• _Data extract_
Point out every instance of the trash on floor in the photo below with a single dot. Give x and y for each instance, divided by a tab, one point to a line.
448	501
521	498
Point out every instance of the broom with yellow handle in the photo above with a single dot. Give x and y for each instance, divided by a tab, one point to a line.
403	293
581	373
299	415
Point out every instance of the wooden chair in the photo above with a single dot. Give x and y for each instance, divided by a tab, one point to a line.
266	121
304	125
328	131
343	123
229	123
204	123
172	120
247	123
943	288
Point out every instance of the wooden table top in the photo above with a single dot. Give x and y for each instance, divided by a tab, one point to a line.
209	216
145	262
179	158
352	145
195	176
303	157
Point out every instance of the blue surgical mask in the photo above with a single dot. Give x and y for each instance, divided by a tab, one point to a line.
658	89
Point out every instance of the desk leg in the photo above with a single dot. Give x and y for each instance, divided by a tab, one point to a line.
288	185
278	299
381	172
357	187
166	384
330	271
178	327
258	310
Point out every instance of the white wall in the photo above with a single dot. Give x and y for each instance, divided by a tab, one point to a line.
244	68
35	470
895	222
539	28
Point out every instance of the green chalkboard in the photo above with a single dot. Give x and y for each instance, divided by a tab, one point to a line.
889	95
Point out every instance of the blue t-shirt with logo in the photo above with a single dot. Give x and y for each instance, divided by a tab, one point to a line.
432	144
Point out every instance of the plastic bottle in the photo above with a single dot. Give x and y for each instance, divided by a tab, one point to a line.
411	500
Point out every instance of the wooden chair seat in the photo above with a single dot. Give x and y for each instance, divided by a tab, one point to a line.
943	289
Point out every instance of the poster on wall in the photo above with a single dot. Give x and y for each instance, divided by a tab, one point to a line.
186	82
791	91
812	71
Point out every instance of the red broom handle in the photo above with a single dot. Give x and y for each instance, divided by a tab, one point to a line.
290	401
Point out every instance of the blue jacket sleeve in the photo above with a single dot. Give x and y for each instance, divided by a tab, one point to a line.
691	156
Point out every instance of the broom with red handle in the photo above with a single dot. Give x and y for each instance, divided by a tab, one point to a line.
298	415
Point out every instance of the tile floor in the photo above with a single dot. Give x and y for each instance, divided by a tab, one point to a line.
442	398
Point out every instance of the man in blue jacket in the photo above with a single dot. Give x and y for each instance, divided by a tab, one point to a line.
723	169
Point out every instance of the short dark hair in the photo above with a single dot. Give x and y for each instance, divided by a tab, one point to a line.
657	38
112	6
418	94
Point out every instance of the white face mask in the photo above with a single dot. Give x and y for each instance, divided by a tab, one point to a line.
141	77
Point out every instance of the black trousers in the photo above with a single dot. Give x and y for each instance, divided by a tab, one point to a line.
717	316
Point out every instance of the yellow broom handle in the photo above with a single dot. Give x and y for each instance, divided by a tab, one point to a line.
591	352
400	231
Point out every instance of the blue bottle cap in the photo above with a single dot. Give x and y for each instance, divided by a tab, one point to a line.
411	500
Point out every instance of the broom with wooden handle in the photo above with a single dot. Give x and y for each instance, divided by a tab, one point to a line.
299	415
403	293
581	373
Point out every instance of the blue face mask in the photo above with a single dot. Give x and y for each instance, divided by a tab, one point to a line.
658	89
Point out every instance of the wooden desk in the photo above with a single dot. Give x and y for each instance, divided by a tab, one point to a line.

• _Exercise prompt_
Turn all the entries above into a numbered list, one line per item, with no blank lines.

• _Task answer_
1. Point out every instance of the trash on floor in the photo below with a single dot. Give x and y for each instance, divided by a tab, one point to a line.
2. 448	501
3. 521	498
4. Point out every instance of the broom with yellow handle in the photo above with a single dot. Give x and y for each instance, divided by a tab, one point to a line.
5. 403	293
6. 581	373
7. 299	415
8. Point out every instance of the wooden chair in the photo above with a single dot. Give x and y for each instance, divided by a tab, one point to a line.
9. 266	121
10. 304	125
11. 328	131
12. 343	123
13. 229	123
14. 204	123
15. 172	120
16. 247	123
17. 943	288
18. Point out every instance of the wooden table top in the photo above with a single dot. Give x and y for each instance, divided by a tab, one point to a line.
19. 209	216
20. 145	262
21. 179	158
22. 352	145
23. 195	176
24. 303	157
25. Point out every instance of the blue surgical mask in the photo above with a single dot. Give x and y for each instance, divided by a tab, one point to a line.
26. 658	89
27. Point out every instance of the desk leg in the photo above with a single dot. Give x and y for each instance, divided by a tab, one point to a line.
28. 288	185
29. 278	299
30. 381	172
31. 357	187
32. 166	384
33. 330	271
34. 178	327
35. 258	310
36. Point out every instance of the white wall in the photo above with a single dot. Give x and y for each instance, divided by a tab, one point to a line.
37. 244	68
38. 35	470
39. 895	222
40. 539	28
41. Point out every instance of the green chalkboard in the photo above with a single dot. Give x and y for each instance, divided by a tab, one point to a line.
42. 889	95
43. Point out every instance of the blue t-shirt with logo in the photo above with a single dot. Give x and y for each instance, divided by a tab, one point to a line.
44. 432	144
45. Point out every instance of the plastic bottle in the photo above with a single dot. Give x and y for each instance, divided by a tab, one point to a line.
46. 411	500
47. Point out every instance of the wooden chair seat in the photo above with a single dot. Give x and y for each instance, divided by a tab, one point to a line.
48. 943	289
49. Point out every instance of the poster on wall in the photo above with a single dot. Give x and y for each instance, divided by a tab, one point to a line.
50. 186	82
51. 791	91
52. 812	71
53. Point out every instance of the red broom handle in the photo above with a single dot. Give x and y for each instance, divided by a tab, one point to a line.
54. 290	401
55. Point out every instance of the blue jacket sleeve in the photo above with a single dot. Give x and y for each instance, divided by a tab, one point to a line.
56. 691	156
57. Point out every instance of the broom with red handle in the photo above with a single dot. Give x and y for each instance, divided by a tab, one point to a line.
58. 298	415
59. Point out every instance of the tile floor in the photo above with a single dot. Give x and y for each instance, divided by a tab, one point to a line.
60. 442	398
61. Point out every instance of the man in blue jacket in the photo above with a single dot. Give x and y for each instance, divided by a tab, one point to a line.
62. 723	169
63. Point out every instance of the short dark hair in the photo above with a single dot. Give x and y for each instance, divided by a tab, one point to a line.
64. 657	38
65. 112	6
66. 418	94
67. Point out every instance of the white face mask in the photo above with a single dot. Give x and y for each instance, divided by a tab, one point to a line.
68. 141	77
69. Point out every instance of the black trousers in the photo above with a single dot. Give x and y for each instance, divided by a tab, one point to a line.
70. 717	316
71. Point out every instance of the yellow broom handle in the photo above with a single dot. Give x and y for each instance, divided by a tab, one point to a line.
72. 591	352
73. 400	231
74. Point out every instance of the blue bottle cap in the photo above with a single dot. Give x and y for each instance, divided by a tab, one point to a line.
75. 411	500
76. Point out every instance of the broom with wooden handle in the photo above with a single dot. Give x and y for each instance, divided by a tab, one point to a line.
77. 299	415
78. 403	293
79. 581	373
80. Point out every instance of the blue face mask in the photo above with a single dot. Give x and y for each instance, divided by a tab, one point to a line.
81. 658	89
82. Point out every instance of the wooden desk in the photo above with a single dot. Give x and y for each instance, divided by a tab, one point to a line.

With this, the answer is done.